Concebida originalmente por Carl Orff para la puesta en escena operística, hoy en día su oratorio es recordado y reproducido en la parte musical, a través de conciertos sinfónicos, pero también en el ballet y recitales de coro. Después de su estreno en 1937, con apabullantes ovaciones en su debut en Frankfurt, Carmina Burana significó un antes y un después en la carrera de Carl Orff; sin embargo, no fue grabada y reconocida mundialmente sino hasta los años 70, después de que la comunidad musical perdonara que el oratorio haya sido manchado por el nazismo, cuando el führer se adueñó de algunos de esos coros y los utilizó como himnos del movimiento. De su mal empleo como propaganda política, saltó a formar parte de las filas de la publicidad en erróneas circunstancias.
O Fortuna, velut luna statu variabilis, semper crescis aut decrescis; vita detestabilis — ¡Oh, Fortuna, como luna de estado variable: siempre creces o decreces!; la vida execrable—, la obertura de Carmina Burana de Carl Orff es un estruendo de emoción en el que se alaba a la diosa del destino.
Lo sorprendente de los textos de dicha obra es que no hayan desaparecido por su contenido profano, pues en ellos convergen temas variados, menos religiosos. Considerados como poemas gozosos, en estos escritos se vierten la sátira y la moral, el amor cortés y sensual, la naturaleza y la bacanal, para reflejar, según se dice, un poco la vida de estos goliardos.
En el rubro del amor, los cánticos de los Carmina Burana son posiblemente la compilación más rica del medievo: la lírica va del amor romántico e inaccesible, donde los jóvenes cantan a aquella mujer inalcanzable por su condición social superior, versus el amor voluptuoso y orgiástico, donde el placer y la carne están en primer plano —como en la escena quinta de 'Corte de amores', que versa lo siguiente: El amor vuela doquier, prendido por el placer. Donceles y vírgenes en su derecho únense. La muchacha sin galán de placer carecerá; tendrá en la noche ínfima en lo íntimo del pecho custodia —.
Aunque los poemas amorosos forman la mayor parte de este oratorio, están también los poemas satírico-morales. Algunos de ellos realizan una crítica a la corruptibilidad que permeaba en los tribunales civiles y religiosos y otros más sobre la abundancia y la codicia insaciable.
“Todo lo que he escrito hasta la fecha se puede destruir. Con Carmina Burana empiezan mis obras completas”, aseveraba Orff acerca de su legado. Además de Carmina Burana, tuvo otras composiciones notables como Catulli Carmina y Triunfo de Afrodita, que juntas forman un tríptico musical al que llamó Trionfi.
Además de estas plausibles obras, Orff es un parteaguas en la enseñanza pedagógica musical: el Método Orff, en que desarrolló sus pioneras ideas educativas, Carl compaginó el gesto, la poseía y la lírica, pero sobre todo puso especial énfasis en que la instrucción musical está en la rítmica, cuyo origen está en el lenguaje, los movimientos y las percusiones.

**MATERIAL EXTRAÍDO**
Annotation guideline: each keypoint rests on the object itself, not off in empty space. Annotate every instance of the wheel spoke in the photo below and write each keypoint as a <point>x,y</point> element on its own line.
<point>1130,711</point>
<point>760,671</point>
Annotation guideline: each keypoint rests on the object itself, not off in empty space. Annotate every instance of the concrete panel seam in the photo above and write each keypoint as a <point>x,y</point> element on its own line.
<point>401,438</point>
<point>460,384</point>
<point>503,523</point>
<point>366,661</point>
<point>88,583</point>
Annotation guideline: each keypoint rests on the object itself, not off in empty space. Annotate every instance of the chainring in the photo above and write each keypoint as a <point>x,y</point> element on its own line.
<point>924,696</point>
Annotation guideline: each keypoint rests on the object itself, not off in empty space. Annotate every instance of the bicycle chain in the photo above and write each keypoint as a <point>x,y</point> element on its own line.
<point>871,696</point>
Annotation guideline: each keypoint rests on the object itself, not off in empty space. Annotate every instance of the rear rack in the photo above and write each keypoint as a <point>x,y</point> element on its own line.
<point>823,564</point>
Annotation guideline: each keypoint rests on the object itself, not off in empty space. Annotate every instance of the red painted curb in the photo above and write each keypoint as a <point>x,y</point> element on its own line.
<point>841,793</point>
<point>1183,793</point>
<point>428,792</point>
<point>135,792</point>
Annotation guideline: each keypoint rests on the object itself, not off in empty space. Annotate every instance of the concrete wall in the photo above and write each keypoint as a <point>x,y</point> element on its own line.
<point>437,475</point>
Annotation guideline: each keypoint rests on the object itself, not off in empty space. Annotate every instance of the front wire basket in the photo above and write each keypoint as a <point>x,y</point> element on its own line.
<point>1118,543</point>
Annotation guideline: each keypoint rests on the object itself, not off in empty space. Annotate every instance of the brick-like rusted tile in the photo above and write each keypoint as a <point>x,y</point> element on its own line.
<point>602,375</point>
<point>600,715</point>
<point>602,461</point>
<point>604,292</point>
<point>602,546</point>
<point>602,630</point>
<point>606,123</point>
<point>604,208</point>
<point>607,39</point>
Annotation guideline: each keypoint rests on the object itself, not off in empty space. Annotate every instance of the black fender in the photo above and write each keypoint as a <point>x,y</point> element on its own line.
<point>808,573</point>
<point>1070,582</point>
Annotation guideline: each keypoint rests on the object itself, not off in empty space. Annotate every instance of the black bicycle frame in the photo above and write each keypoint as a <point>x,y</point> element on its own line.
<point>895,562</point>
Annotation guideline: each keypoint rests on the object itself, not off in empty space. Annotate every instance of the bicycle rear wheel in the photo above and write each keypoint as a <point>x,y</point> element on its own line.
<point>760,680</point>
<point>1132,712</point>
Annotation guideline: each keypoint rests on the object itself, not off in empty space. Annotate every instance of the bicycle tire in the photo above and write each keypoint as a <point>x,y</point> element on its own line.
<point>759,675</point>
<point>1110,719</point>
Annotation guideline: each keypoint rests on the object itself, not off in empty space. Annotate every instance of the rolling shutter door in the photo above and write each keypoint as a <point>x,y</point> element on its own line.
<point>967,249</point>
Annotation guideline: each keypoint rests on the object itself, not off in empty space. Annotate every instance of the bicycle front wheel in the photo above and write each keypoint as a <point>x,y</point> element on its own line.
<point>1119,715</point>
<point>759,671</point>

**EJERCICIO 1**
Resume en una sola oración el párrafo del texto sobre Carmina Burana que empieza con "Aunque los poemas amorosos", sin omitir sus datos principales.
**EJERCICIO 2**
Según el texto sobre Carmina Burana, ¿de qué formas se sigue interpretando hoy el oratorio? Enuméralas todas.
**EJERCICIO 3**
Cita del texto sobre Carmina Burana el pasaje que comienza en "En el rubro" y termina después de "la codicia insaciable.".

**RESPUESTA 1**
Aunque la mayoría de los poemas del oratorio son amorosos, también hay poemas satírico-morales: unos critican la corrupción de los tribunales civiles y religiosos, y otros tratan de la abundancia y la codicia insaciable.

**RESPUESTA 2**
- Conciertos sinfónicos
- Ballet
- Recitales de coro

**RESPUESTA 3**
En el rubro del amor, los cánticos de los Carmina Burana son posiblemente la compilación más rica del medievo: la lírica va del amor romántico e inaccesible, donde los jóvenes cantan a aquella mujer inalcanzable por su condición social superior, versus el amor voluptuoso y orgiástico, donde el placer y la carne están en primer plano —como en la escena quinta de 'Corte de amores', que versa lo siguiente: El amor vuela doquier, prendido por el placer. Donceles y vírgenes en su derecho únense. La muchacha sin galán de placer carecerá; tendrá en la noche ínfima en lo íntimo del pecho custodia —.
Aunque los poemas amorosos forman la mayor parte de este oratorio, están también los poemas satírico-morales. Algunos de ellos realizan una crítica a la corruptibilidad que permeaba en los tribunales civiles y religiosos y otros más sobre la abundancia y la codicia insaciable.